### What is required
Write out all the entries word for word and omit any pictures.

Start of Exercise data

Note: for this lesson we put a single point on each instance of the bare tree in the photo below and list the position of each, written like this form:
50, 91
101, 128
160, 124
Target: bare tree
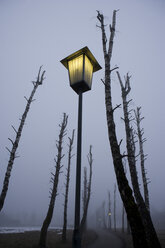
67, 185
114, 208
109, 210
135, 220
54, 180
145, 215
103, 215
84, 218
15, 143
85, 192
140, 133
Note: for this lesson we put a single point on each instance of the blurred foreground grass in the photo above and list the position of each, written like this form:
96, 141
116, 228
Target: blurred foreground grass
31, 239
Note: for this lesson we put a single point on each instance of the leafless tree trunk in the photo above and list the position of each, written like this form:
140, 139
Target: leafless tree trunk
137, 228
140, 133
109, 210
145, 215
67, 186
54, 179
15, 143
103, 215
114, 208
84, 195
84, 218
123, 213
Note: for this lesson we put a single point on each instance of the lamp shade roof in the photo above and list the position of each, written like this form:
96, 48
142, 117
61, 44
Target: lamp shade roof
87, 52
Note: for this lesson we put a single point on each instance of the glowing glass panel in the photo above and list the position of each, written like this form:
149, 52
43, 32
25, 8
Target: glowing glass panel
75, 67
88, 71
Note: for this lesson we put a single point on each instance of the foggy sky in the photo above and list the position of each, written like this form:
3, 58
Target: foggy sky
39, 32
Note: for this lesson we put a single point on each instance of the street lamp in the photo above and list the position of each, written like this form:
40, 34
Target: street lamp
81, 65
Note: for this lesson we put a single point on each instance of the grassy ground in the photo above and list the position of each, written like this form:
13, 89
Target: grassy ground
128, 239
30, 239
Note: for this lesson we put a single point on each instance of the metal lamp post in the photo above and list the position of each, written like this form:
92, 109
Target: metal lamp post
81, 66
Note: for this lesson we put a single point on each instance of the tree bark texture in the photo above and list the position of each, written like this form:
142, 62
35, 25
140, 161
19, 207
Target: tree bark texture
140, 133
84, 218
67, 187
109, 210
15, 143
55, 180
137, 227
145, 215
114, 209
85, 194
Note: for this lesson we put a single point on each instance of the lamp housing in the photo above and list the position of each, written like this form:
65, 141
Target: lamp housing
81, 65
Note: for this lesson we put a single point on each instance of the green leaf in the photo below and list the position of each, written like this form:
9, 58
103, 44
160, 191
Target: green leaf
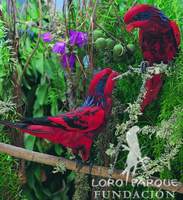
38, 63
29, 141
58, 149
41, 94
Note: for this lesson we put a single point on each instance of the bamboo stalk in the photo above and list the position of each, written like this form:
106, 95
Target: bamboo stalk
71, 165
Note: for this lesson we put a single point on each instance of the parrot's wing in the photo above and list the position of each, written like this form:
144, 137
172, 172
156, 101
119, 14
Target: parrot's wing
176, 31
83, 119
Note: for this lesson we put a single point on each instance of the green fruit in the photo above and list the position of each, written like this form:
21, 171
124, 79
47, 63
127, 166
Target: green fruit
100, 43
97, 34
131, 47
118, 50
110, 43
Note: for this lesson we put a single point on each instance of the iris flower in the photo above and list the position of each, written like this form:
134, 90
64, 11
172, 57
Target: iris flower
47, 37
59, 47
68, 60
78, 38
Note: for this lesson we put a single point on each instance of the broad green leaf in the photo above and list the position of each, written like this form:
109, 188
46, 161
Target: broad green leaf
29, 141
58, 149
41, 94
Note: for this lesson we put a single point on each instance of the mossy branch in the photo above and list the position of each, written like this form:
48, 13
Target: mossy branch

End of Exercise data

### The answer
Note: for this lesson we put a single point on each instance of the bare tree in the photo below and list the position of each, written like this form:
50, 91
101, 128
160, 124
Target: bare tree
67, 185
114, 208
109, 210
135, 220
54, 180
145, 215
103, 215
84, 218
15, 143
85, 192
140, 133
Note: for this lesson we put a single point on each instance of the blurred foreground grass in the photo above and list the position of each, written like this form:
96, 141
116, 228
Target: blurred foreground grass
31, 239
Note: for this lesson we put a single point on each instance of the leafless tree trunk in the photo above and list the position of each, written like this form:
140, 139
Target: leafless tree trunk
137, 228
140, 133
109, 210
145, 215
67, 186
54, 179
15, 143
103, 215
114, 208
84, 195
84, 218
123, 213
Note: for this lesson we put a single point on each instance of the lamp shade roof in the photo above and list the position of each, written like this form:
96, 48
142, 117
61, 44
Target: lamp shade roof
87, 52
Note: for this lesson we put a single point on each instance of the glowing glass panel in the photo above and list the position of each, written like this form:
149, 52
43, 32
25, 8
Target: glowing glass panel
75, 67
88, 71
Note: for this lesson we put a single point on each instance of the foggy sky in the photo above and list the position of each, written like this form:
3, 58
Target: foggy sky
39, 32
Note: for this lesson we put a single point on each instance of the street lamp in the photo above and list the position of each, written like this form:
40, 34
Target: street lamp
81, 65
Note: for this lesson we put a single point on each instance of the grassy ground in the photo above and list the position of each, written like this form:
13, 89
Target: grassy ground
128, 239
30, 239
Note: for this lesson we put a single point on each instance of the metal lamp post in the photo above and list the position of each, written like this form:
92, 109
Target: metal lamp post
81, 66
Note: for this lesson we put a single point on each instance of the tree bark texture in the photo above and list the position of each, written like this form:
142, 62
35, 25
140, 161
19, 207
Target: tree bark texture
140, 133
84, 218
67, 187
109, 210
15, 143
55, 180
137, 227
145, 215
114, 209
85, 194
Note: for this lesson we put a single point on each instance of the lamp housing in the photo above and list the position of each, written like this form:
65, 141
Target: lamp housing
81, 65
Note: for this lesson we put a single point on each instance of the green leaf in the photo below and list the position of each, written like this form:
9, 58
103, 44
160, 191
Target: green leaf
38, 63
29, 141
58, 149
41, 94
Note: for this lesson we put a single point on each instance of the bamboo stalk in the photo above and list the position of each, written like this form:
106, 95
Target: bamboo stalk
71, 165
Note: for this lesson we put a single point on each instance of the parrot's wing in the photo above and list the position of each, written like this form:
144, 137
172, 172
156, 101
119, 14
Target: parrot's wing
176, 31
83, 119
Note: for this lesson we put a single point on each instance of the green fruit in the photo above and list the position of each, written like this form:
21, 171
124, 79
47, 63
127, 166
Target: green fruit
100, 43
97, 34
131, 47
118, 50
110, 43
Note: for this lesson we put a single point on each instance of the iris flower in the photo above and list the position of each, written like this form:
134, 90
64, 11
172, 57
Target: iris flower
47, 37
59, 47
68, 60
78, 38
Note: for this lesson we put a single point on each instance of the broad green leaf in the photo above and list the position of each, written like this form:
109, 188
46, 161
Target: broad green leaf
29, 141
58, 149
41, 94
Note: for this lesson we put a single point on each instance of the mossy branch in the photo above and list the position of each, written like this form:
48, 13
Target: mossy branch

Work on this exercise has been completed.